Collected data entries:
################

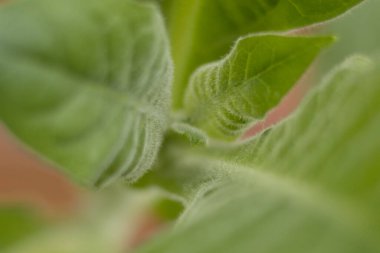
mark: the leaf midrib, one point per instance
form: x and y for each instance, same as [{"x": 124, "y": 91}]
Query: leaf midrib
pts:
[
  {"x": 343, "y": 212},
  {"x": 99, "y": 89}
]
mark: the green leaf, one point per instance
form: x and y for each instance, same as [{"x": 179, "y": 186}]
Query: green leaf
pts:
[
  {"x": 86, "y": 84},
  {"x": 17, "y": 223},
  {"x": 107, "y": 224},
  {"x": 204, "y": 30},
  {"x": 310, "y": 184},
  {"x": 225, "y": 97}
]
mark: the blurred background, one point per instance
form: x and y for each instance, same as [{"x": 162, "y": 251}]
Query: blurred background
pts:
[{"x": 24, "y": 178}]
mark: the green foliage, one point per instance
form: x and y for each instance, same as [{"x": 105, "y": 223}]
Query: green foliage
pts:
[
  {"x": 87, "y": 85},
  {"x": 225, "y": 97},
  {"x": 85, "y": 82},
  {"x": 17, "y": 223},
  {"x": 303, "y": 186},
  {"x": 204, "y": 30}
]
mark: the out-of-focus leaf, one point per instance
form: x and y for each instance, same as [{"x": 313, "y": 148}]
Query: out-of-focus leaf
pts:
[
  {"x": 225, "y": 97},
  {"x": 310, "y": 184},
  {"x": 107, "y": 224},
  {"x": 17, "y": 223},
  {"x": 86, "y": 83},
  {"x": 204, "y": 30}
]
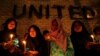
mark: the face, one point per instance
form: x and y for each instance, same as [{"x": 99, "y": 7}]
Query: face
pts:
[
  {"x": 77, "y": 27},
  {"x": 47, "y": 36},
  {"x": 11, "y": 25},
  {"x": 32, "y": 32}
]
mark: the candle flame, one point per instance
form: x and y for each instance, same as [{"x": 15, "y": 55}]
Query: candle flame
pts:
[
  {"x": 11, "y": 36},
  {"x": 24, "y": 42},
  {"x": 92, "y": 36}
]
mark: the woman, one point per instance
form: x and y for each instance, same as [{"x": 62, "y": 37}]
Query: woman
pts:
[
  {"x": 46, "y": 36},
  {"x": 80, "y": 38},
  {"x": 35, "y": 41},
  {"x": 8, "y": 37},
  {"x": 59, "y": 45}
]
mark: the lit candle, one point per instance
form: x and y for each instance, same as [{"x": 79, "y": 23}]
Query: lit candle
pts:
[
  {"x": 11, "y": 36},
  {"x": 24, "y": 43},
  {"x": 92, "y": 37}
]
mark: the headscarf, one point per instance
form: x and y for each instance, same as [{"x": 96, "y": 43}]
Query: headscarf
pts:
[{"x": 58, "y": 34}]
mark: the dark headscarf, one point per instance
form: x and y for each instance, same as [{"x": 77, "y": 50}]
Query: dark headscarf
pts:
[{"x": 5, "y": 25}]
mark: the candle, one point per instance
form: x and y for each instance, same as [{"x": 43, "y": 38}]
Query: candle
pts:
[
  {"x": 92, "y": 37},
  {"x": 24, "y": 43},
  {"x": 11, "y": 36}
]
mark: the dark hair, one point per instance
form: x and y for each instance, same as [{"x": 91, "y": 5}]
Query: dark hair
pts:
[
  {"x": 96, "y": 29},
  {"x": 84, "y": 30},
  {"x": 5, "y": 25},
  {"x": 45, "y": 32}
]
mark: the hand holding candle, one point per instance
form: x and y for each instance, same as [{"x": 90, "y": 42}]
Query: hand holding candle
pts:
[
  {"x": 92, "y": 37},
  {"x": 11, "y": 36},
  {"x": 24, "y": 43}
]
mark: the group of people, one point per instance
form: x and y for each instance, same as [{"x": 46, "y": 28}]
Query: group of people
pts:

################

• **Task requirements**:
Copy out all the data exactly; skip the pictures.

• **Result of the task**:
mark: the leaf midrib, one point per instance
form: x and y for each instance, same as [{"x": 124, "y": 91}]
Query: leaf midrib
pts:
[
  {"x": 343, "y": 212},
  {"x": 99, "y": 89}
]
mark: the green leaf, one point per instance
form: x and y for each instance, same as [{"x": 179, "y": 186}]
Query: green leaf
pts:
[
  {"x": 86, "y": 84},
  {"x": 17, "y": 223},
  {"x": 107, "y": 224},
  {"x": 204, "y": 30},
  {"x": 310, "y": 184},
  {"x": 225, "y": 97}
]
mark: the blurred background, one point per instance
form: x and y for each instance, same as [{"x": 162, "y": 251}]
Query: blurred background
pts:
[{"x": 24, "y": 178}]
mark: the green foliage, one point per instance
form: x and y for each instance, same as [{"x": 105, "y": 223}]
Query: green foliage
pts:
[
  {"x": 87, "y": 85},
  {"x": 225, "y": 97},
  {"x": 85, "y": 82},
  {"x": 17, "y": 223},
  {"x": 303, "y": 186},
  {"x": 204, "y": 30}
]
mark: the out-of-focus leaf, one point per instance
form: x and y for each instance, same as [{"x": 313, "y": 148}]
Query: out-of-focus leaf
pts:
[
  {"x": 225, "y": 97},
  {"x": 310, "y": 184},
  {"x": 107, "y": 224},
  {"x": 17, "y": 223},
  {"x": 86, "y": 83},
  {"x": 204, "y": 30}
]
mark: the face, one point per instance
form: x and y for each instance, same as [{"x": 99, "y": 7}]
Query: face
pts:
[
  {"x": 77, "y": 27},
  {"x": 47, "y": 36},
  {"x": 11, "y": 25},
  {"x": 32, "y": 32}
]
mark: the candle flame, one point per instance
form: x and y for each instance, same as [{"x": 15, "y": 55}]
Query: candle flame
pts:
[
  {"x": 11, "y": 36},
  {"x": 24, "y": 42},
  {"x": 92, "y": 36}
]
mark: the woman, one point per instance
form: x and y for each instance, same as [{"x": 62, "y": 37}]
Query: woman
pts:
[
  {"x": 46, "y": 36},
  {"x": 80, "y": 38},
  {"x": 35, "y": 41},
  {"x": 8, "y": 37},
  {"x": 59, "y": 45}
]
mark: the lit candle, one point per instance
form: x and y for each instance, same as [{"x": 79, "y": 23}]
Query: lit candle
pts:
[
  {"x": 11, "y": 36},
  {"x": 24, "y": 43},
  {"x": 92, "y": 37}
]
mark: the headscarf, one point per instance
form: x and y for each instance, same as [{"x": 96, "y": 43}]
Query: headscarf
pts:
[{"x": 58, "y": 34}]
mark: the dark headscarf, one point per instance
form: x and y for each instance, same as [{"x": 77, "y": 50}]
Query: dark headscarf
pts:
[{"x": 5, "y": 25}]
mark: the candle, one point per instance
form: x and y for each instance, same as [{"x": 43, "y": 38}]
Query: candle
pts:
[
  {"x": 92, "y": 37},
  {"x": 24, "y": 43},
  {"x": 11, "y": 36}
]
mark: the dark hair, one point per instance
form: x and y for each instance, same as [{"x": 91, "y": 5}]
Query: dark hair
pts:
[
  {"x": 96, "y": 29},
  {"x": 84, "y": 30},
  {"x": 5, "y": 25},
  {"x": 45, "y": 32}
]
mark: the hand holding candle, one point per instance
form: x and y for each instance, same as [{"x": 90, "y": 42}]
Query: hand holding candle
pts:
[
  {"x": 92, "y": 37},
  {"x": 11, "y": 36},
  {"x": 24, "y": 43}
]
mark: the group of people, one point per instance
form: x and y for each instance, same as [{"x": 46, "y": 28}]
Query: group of people
pts:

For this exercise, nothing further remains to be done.